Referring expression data
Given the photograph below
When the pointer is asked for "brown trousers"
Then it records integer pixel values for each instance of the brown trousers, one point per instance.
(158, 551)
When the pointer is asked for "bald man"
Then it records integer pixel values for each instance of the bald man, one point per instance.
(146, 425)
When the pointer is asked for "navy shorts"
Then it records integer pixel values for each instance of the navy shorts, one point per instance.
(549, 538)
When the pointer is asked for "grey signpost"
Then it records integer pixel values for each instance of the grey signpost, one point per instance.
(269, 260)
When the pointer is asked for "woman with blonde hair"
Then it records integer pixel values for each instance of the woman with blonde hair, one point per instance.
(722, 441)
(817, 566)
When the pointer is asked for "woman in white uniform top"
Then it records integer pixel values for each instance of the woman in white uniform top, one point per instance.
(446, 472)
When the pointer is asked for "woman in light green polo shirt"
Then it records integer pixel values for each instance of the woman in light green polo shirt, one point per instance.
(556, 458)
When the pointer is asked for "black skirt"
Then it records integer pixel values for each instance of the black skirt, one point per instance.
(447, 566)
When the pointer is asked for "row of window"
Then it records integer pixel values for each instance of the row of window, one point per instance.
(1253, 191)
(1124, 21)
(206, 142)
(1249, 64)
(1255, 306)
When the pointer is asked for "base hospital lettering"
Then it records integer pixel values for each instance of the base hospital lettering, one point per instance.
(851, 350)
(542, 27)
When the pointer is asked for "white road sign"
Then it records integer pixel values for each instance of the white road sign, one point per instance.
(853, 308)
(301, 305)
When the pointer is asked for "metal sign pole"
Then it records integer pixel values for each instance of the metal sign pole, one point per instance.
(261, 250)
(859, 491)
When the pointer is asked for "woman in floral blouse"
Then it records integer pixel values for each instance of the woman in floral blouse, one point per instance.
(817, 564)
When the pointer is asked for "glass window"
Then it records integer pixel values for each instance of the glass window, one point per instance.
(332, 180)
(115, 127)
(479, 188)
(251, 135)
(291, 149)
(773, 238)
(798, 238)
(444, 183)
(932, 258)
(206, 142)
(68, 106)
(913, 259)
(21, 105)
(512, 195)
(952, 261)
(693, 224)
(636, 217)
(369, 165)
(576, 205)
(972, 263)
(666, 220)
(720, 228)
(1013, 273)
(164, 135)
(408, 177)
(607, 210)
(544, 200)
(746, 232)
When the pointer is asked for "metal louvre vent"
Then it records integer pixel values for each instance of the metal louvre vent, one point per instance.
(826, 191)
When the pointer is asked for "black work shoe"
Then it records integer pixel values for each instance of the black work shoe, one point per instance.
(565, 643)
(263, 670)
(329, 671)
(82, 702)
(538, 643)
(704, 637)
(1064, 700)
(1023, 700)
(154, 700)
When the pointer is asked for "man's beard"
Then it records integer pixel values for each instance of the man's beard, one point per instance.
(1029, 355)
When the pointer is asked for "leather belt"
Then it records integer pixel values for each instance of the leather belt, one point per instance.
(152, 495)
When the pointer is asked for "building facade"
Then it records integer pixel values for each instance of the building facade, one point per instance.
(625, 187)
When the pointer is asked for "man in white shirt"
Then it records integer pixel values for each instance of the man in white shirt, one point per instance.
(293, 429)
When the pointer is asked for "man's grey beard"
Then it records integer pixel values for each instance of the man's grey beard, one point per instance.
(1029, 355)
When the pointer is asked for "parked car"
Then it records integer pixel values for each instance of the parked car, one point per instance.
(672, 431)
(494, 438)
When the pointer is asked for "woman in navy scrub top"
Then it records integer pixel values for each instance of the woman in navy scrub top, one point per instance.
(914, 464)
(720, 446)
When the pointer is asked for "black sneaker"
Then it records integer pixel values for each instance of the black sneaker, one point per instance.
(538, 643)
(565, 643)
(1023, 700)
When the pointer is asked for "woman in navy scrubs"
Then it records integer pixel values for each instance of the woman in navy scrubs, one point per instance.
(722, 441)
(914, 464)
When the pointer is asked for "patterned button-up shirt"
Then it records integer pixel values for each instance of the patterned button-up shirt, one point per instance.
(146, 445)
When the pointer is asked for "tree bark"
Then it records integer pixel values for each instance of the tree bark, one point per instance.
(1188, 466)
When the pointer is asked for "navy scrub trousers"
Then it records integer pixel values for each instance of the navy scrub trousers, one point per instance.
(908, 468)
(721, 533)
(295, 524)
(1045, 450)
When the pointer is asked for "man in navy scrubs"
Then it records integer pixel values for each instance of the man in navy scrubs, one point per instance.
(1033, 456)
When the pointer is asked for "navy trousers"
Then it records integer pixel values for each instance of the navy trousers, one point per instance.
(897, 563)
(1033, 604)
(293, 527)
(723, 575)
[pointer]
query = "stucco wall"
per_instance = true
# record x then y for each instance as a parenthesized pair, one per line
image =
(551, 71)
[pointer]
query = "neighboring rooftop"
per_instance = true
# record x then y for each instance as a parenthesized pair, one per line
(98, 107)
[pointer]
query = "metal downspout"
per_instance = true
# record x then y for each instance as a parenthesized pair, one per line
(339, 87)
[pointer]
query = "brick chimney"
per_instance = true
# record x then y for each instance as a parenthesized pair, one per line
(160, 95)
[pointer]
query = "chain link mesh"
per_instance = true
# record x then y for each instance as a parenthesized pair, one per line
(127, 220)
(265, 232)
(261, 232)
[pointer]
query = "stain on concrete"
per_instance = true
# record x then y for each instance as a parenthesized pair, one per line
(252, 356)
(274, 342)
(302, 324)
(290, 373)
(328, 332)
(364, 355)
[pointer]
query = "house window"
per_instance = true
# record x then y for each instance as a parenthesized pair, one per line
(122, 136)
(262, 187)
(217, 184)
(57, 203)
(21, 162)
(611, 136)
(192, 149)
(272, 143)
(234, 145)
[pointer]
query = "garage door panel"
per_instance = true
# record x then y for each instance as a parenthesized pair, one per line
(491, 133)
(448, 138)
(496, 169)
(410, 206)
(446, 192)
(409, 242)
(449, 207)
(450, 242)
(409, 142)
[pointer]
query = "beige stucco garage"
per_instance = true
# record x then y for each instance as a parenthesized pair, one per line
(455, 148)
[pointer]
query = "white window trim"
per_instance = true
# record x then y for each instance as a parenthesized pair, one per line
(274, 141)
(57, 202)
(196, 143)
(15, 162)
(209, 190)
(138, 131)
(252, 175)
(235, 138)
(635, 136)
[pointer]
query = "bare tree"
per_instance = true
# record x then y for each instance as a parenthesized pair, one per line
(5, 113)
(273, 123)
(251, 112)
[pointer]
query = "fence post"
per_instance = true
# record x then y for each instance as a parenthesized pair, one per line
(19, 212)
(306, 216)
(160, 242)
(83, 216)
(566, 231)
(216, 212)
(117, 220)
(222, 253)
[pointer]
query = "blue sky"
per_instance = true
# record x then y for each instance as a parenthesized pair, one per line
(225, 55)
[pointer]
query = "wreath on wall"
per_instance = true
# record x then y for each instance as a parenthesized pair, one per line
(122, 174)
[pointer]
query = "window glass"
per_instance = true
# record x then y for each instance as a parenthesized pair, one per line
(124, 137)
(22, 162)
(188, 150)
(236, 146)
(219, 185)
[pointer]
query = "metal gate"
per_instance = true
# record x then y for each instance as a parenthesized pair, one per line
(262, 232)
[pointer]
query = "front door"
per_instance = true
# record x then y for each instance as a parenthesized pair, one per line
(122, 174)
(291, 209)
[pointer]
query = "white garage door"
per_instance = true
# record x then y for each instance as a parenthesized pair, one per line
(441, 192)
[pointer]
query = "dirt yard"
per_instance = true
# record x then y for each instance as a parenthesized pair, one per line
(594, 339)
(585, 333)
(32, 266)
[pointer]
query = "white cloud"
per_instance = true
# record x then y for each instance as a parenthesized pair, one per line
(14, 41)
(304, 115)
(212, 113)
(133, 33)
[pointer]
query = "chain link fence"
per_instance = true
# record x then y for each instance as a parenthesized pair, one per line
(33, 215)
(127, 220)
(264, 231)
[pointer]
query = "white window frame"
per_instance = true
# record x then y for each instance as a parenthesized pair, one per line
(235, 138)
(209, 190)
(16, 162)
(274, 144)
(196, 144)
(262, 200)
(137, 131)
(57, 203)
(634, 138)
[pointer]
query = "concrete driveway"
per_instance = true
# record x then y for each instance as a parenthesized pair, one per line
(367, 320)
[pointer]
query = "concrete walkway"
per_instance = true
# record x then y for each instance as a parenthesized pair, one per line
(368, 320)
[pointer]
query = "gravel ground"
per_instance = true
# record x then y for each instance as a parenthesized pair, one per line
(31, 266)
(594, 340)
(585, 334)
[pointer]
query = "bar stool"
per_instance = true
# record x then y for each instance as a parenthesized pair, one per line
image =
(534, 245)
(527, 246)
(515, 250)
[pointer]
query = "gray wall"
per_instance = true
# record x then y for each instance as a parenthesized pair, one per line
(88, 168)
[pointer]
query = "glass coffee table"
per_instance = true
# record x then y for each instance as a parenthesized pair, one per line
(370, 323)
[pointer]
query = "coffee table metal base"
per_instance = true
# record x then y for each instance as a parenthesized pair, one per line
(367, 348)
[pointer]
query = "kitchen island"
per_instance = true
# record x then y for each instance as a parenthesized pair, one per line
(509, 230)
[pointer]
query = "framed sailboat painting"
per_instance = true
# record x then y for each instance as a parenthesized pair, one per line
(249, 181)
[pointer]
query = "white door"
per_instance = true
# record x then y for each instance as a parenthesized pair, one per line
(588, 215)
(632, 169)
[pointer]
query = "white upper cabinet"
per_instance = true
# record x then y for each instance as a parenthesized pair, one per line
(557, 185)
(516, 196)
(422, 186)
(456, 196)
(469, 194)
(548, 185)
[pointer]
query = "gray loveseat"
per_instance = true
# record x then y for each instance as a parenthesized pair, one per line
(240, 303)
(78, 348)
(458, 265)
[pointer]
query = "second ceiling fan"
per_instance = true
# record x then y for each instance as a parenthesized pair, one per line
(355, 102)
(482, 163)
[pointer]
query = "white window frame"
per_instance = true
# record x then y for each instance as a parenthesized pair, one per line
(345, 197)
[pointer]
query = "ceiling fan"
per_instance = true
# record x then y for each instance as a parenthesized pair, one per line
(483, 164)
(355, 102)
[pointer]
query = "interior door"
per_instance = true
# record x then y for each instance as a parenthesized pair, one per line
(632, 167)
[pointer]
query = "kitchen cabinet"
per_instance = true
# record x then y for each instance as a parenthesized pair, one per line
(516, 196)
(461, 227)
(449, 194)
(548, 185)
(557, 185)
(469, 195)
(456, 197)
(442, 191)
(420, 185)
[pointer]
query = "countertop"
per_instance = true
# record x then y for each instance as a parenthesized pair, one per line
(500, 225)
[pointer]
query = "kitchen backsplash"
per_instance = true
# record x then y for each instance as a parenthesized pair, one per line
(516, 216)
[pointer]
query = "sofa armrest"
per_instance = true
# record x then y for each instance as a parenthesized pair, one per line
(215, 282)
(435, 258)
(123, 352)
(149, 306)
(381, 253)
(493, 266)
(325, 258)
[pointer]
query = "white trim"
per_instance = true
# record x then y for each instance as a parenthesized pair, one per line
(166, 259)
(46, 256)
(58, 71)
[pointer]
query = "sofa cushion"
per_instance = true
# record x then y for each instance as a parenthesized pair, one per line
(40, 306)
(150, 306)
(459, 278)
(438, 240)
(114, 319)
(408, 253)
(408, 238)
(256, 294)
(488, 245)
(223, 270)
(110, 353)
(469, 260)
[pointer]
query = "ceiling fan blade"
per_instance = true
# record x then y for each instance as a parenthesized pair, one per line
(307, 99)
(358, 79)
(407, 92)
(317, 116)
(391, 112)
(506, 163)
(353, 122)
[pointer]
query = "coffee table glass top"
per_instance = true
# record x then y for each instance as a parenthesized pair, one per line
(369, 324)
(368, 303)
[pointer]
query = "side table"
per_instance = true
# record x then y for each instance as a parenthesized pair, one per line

WHAT THE TASK REQUIRES:
Wherever the string "door" appears in the entries above, return the line it appears on.

RESPONSE:
query = "garage door panel"
query = "front door"
query = "white garage door"
query = "white door"
query = "interior door"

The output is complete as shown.